Start of Text under study

To honor God and make Him known: that is a purpose that is sacred, amazing, practical, mystical, adventurous, and, yes, incredibly romantic.

Every marriage, including yours, is meant to build a love that is like the love Christ has for His own bride, the church. This has two major implications:

First, this means that you are focused on meeting the needs (emotional, physical, social, and spiritual) of the other person, not on the needs of self. To do this consistently and well requires the power of the Holy Spirit and the blood of Christ; there is no other way to accomplish this. (Marriage was the first major tool God used to expose and combat selfishness in my life.) This results in true romance, a marriage that has others saying, “There’s something about that couple. They love each other differently.”

Second, God has good works planned for the two of you together. He has adventures mapped out for you as a couple. He did not create your marriage only to impact you and your spouse. This is a really, really cool thing. You get to be a team. You get to do ministry together. You get to develop and then share God passions. When Dave and I look back on our marriage, we don’t point to weekend getaways or candlelight dinners as times of growth; no, it was moving together to Okinawa—and the difficult decision to move back. It’s been having children together. It’s been feeling the nudges of the Holy Spirit separately and then realizing He’s guiding us in the same direction (like to take in international students or make one of our many moves or adopt or simply befriend a particular neighbor).

Your marriage has a big, BIG purpose. It’s part of a big, BIG plan! That’s exciting! And when the two of you are more focused on this—on your marriage being an agent for the Gospel—your love and romance will deepen in ways that make movie romance appear shallow.

Marriage Advice, Part 1

DSC_0806When I’m at bridal showers and the hostess asks all the married women to write down their most valued marriage advice for the bride, I blank. Other women begin scratching almost immediately but not me. “The most important?” I think. “On this little card?”

A few days ago Dave and I celebrated our anniversary. Son Jake kept reminding me of it throughout the day, hugging me and whispering in my ear, “Happy 21 years of marriage, Mom.” (It was a welcome change from the zerberts on the cheek and burps in the ear I more often get from my eight year old.)

We’re amazed by the 21 years. We went into marriage young; we’ve never been organized or systematic about it; and plenty of couples we thought were stronger or more compatible have been split apart. We were reminded of that not long ago when Dave saw a picture on Facebook of a friend from long ago with someone other than his wife. The “someone other” turned out to be a relative, but there were certainly no signs—on either his or the wife’s page—that the two of them are still together, and this was a couple we had really looked up to.

(Side note: Their lack of “together” pictures made me think about my own Facebook account, so I checked my photos and info page for evidence of our marriage. Dave must have been doing the same because a message popped up in the middle of my checking. “Dave Underwood has posted that he is married to you. Is this correct?” “Yes,” I clicked. “Jennifer Underwood is now married to Dave Underwood” became my new status—which several friends “liked” and one of my former students commented on: “About time!”)

Last spring Dave and I walked through pre-marital counseling with a young couple. We re-discovered that every bit of advice we gave—about finances, family differences, personality types, love languages, disagreements and fights—has its roots in grace.

I think that’s perhaps the “most important thing,” though the purpose for marriage and a right view of it would also have to be on my “advice for the bride” card. Maybe I’ll write it down and put it in my wallet so I can copy it at the next bridal shower I attend.

Part 1: “Cling to grace—hard! Require daily that your soul be nourished by God’s boundless grace for you. Then let it overflow for your husband. Let grace bridle your tongue and season the words you do say—and how you say them. Let grace be the undercurrent of your actions, your silences, even the looks you give him. And never, ever think you are past your need for it.”

End of Text under study
Start of Extracted entries

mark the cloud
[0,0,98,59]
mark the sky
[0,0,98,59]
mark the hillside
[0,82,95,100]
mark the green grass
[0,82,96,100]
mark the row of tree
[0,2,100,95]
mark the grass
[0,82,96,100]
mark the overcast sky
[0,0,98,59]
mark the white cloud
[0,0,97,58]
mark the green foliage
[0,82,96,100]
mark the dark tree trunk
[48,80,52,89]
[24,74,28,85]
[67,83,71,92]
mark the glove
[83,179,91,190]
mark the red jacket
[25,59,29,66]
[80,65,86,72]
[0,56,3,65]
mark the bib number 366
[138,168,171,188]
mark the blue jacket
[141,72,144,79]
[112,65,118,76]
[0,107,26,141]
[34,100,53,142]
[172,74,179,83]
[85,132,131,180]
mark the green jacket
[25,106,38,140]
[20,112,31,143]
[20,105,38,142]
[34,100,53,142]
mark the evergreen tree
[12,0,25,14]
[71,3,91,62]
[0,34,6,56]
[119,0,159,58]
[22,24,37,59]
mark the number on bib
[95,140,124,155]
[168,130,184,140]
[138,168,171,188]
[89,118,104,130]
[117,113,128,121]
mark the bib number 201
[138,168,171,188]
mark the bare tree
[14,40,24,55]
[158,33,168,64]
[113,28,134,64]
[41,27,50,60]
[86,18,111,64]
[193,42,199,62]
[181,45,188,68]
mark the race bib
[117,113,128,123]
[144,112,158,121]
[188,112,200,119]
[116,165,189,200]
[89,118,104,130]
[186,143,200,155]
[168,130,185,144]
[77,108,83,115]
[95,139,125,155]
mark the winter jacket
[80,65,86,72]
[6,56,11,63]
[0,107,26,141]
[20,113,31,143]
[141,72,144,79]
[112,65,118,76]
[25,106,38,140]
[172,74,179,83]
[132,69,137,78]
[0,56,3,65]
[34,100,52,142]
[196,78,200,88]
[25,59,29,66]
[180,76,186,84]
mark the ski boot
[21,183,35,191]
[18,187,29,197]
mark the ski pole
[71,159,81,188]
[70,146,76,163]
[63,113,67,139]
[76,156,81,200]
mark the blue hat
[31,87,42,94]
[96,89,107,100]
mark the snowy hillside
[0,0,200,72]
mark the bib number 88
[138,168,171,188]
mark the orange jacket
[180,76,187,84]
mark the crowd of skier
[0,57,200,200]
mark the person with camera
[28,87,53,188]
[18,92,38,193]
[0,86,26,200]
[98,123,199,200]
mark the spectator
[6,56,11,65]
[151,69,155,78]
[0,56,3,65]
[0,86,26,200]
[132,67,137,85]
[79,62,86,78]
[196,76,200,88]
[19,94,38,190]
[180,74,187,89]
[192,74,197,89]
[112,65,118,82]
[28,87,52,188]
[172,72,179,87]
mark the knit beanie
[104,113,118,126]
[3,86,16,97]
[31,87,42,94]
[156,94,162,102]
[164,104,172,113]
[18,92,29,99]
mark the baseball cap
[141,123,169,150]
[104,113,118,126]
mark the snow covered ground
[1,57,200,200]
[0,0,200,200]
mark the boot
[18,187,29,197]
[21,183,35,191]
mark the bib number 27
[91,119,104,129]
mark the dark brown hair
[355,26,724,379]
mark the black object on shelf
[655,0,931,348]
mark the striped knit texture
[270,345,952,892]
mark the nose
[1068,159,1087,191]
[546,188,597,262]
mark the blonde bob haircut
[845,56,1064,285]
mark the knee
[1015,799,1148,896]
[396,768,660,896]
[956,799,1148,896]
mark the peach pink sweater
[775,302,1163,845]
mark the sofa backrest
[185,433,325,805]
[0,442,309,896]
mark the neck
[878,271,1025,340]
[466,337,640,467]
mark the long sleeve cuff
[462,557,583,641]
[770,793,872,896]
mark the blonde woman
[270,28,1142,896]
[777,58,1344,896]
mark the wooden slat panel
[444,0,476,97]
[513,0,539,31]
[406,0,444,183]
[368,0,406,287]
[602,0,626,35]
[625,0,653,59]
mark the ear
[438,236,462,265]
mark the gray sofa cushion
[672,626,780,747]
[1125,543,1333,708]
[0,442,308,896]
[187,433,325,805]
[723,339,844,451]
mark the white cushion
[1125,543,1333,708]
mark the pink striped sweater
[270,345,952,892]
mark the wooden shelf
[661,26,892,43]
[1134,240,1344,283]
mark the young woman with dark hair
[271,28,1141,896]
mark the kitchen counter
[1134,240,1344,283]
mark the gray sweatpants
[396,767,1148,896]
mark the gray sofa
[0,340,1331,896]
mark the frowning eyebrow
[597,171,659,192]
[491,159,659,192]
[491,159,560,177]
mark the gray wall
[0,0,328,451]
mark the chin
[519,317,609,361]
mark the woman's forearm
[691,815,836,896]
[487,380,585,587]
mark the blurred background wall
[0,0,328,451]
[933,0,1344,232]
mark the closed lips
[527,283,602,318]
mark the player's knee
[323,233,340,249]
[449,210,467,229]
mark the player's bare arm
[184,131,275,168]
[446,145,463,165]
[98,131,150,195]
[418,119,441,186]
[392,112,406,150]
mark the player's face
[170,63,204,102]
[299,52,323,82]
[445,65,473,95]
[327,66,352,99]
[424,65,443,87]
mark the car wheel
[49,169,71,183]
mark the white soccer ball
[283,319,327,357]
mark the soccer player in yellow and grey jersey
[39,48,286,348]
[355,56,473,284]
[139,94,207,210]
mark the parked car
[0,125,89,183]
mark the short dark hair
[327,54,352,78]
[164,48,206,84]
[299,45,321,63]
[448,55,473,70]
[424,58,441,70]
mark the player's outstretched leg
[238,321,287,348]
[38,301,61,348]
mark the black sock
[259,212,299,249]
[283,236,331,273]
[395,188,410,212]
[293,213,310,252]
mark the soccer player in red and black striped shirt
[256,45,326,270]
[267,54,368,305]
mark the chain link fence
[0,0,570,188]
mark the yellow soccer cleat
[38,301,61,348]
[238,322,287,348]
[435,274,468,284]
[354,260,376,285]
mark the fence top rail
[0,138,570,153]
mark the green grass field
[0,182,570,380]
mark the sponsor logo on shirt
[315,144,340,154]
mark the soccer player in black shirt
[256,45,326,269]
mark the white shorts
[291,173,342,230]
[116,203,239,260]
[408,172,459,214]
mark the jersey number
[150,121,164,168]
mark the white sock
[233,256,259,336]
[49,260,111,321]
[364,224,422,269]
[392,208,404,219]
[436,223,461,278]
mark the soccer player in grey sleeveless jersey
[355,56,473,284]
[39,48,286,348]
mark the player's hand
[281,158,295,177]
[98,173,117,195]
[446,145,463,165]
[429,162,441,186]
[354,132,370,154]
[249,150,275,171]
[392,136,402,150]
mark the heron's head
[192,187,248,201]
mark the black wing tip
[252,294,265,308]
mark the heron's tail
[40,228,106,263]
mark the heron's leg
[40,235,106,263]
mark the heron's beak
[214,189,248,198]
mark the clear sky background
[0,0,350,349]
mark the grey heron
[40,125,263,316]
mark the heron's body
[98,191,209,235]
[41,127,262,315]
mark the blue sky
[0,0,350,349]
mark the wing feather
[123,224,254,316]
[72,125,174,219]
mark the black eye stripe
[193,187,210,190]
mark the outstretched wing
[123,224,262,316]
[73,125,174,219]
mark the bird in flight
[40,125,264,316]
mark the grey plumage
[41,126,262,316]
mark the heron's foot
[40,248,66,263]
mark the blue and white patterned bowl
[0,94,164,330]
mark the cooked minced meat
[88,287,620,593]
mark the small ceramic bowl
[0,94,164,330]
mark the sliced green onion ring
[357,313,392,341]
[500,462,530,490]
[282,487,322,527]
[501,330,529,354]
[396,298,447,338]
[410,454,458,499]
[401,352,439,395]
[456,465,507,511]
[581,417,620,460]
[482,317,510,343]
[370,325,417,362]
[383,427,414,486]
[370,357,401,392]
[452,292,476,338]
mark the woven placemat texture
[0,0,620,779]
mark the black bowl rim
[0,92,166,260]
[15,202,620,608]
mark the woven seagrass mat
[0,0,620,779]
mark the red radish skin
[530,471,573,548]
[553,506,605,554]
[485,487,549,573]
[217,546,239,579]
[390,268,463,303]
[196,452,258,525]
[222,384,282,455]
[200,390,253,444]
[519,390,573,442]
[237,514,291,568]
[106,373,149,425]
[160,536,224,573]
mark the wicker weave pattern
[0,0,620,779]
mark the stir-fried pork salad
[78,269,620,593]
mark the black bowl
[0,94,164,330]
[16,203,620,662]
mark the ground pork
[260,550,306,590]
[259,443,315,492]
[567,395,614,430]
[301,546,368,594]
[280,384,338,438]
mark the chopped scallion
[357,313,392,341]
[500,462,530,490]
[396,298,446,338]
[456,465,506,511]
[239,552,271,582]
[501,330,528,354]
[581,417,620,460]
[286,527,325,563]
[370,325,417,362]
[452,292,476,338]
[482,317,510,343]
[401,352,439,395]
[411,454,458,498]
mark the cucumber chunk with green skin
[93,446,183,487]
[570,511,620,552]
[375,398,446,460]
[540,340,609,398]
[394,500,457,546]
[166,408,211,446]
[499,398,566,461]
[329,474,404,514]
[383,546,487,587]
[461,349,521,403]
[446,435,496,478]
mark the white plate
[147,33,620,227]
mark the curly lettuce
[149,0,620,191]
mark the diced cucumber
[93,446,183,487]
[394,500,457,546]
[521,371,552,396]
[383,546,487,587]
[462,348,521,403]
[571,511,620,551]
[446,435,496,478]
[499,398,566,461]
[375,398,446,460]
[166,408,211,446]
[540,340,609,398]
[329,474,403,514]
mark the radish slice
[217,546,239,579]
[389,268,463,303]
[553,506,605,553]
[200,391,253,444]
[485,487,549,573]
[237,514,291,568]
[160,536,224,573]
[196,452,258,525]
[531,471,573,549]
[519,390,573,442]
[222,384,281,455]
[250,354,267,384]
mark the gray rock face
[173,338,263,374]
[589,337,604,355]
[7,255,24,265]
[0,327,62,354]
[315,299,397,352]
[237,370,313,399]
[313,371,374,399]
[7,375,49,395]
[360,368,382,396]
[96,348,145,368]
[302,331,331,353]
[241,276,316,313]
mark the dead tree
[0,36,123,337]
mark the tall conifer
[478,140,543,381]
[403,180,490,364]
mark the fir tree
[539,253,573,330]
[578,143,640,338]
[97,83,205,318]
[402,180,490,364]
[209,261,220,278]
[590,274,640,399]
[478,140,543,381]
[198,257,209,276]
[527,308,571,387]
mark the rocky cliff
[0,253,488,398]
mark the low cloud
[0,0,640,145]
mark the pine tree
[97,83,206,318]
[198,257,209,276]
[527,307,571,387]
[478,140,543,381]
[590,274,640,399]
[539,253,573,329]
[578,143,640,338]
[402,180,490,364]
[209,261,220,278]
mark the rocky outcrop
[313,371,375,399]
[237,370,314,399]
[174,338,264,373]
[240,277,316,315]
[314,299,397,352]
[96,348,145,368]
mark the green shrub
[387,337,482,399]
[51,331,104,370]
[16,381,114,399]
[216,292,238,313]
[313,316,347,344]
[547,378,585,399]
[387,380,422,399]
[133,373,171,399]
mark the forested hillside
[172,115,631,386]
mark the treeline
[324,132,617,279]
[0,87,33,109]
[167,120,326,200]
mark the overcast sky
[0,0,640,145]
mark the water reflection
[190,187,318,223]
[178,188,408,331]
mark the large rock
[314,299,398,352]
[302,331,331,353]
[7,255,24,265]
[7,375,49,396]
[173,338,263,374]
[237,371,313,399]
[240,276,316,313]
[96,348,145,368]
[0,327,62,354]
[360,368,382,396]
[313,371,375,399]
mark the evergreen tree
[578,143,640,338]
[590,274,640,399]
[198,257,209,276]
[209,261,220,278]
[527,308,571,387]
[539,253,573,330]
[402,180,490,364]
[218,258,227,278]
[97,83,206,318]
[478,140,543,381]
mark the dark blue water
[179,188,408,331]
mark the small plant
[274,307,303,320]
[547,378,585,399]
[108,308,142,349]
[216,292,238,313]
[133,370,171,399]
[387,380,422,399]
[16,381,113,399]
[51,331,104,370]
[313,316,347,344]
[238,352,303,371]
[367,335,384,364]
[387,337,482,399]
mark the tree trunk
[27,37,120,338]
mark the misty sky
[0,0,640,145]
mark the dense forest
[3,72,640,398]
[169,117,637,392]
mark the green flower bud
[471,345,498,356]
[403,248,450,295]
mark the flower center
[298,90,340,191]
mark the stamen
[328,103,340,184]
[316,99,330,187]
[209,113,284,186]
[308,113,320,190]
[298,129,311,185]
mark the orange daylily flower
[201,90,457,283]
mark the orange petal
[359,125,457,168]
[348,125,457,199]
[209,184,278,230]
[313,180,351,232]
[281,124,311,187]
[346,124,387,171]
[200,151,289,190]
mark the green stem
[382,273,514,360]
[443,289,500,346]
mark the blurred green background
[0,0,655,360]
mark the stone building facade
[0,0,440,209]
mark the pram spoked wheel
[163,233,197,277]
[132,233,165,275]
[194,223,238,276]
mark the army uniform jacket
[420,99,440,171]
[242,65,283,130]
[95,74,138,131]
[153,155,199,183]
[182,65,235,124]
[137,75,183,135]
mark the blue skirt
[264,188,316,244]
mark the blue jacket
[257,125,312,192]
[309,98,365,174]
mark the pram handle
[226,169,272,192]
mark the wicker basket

End of Extracted entries

**Activity**
Copy the passage from the text on marriage above, from "Your marriage has" to "eight year old.)".

**Solution to this exercise**
Your marriage has a big, BIG purpose. It’s part of a big, BIG plan! That’s exciting! And when the two of you are more focused on this—on your marriage being an agent for the Gospel—your love and romance will deepen in ways that make movie romance appear shallow.

Marriage Advice, Part 1

DSC_0806When I’m at bridal showers and the hostess asks all the married women to write down their most valued marriage advice for the bride, I blank. Other women begin scratching almost immediately but not me. “The most important?” I think. “On this little card?”

A few days ago Dave and I celebrated our anniversary. Son Jake kept reminding me of it throughout the day, hugging me and whispering in my ear, “Happy 21 years of marriage, Mom.” (It was a welcome change from the zerberts on the cheek and burps in the ear I more often get from my eight year old.)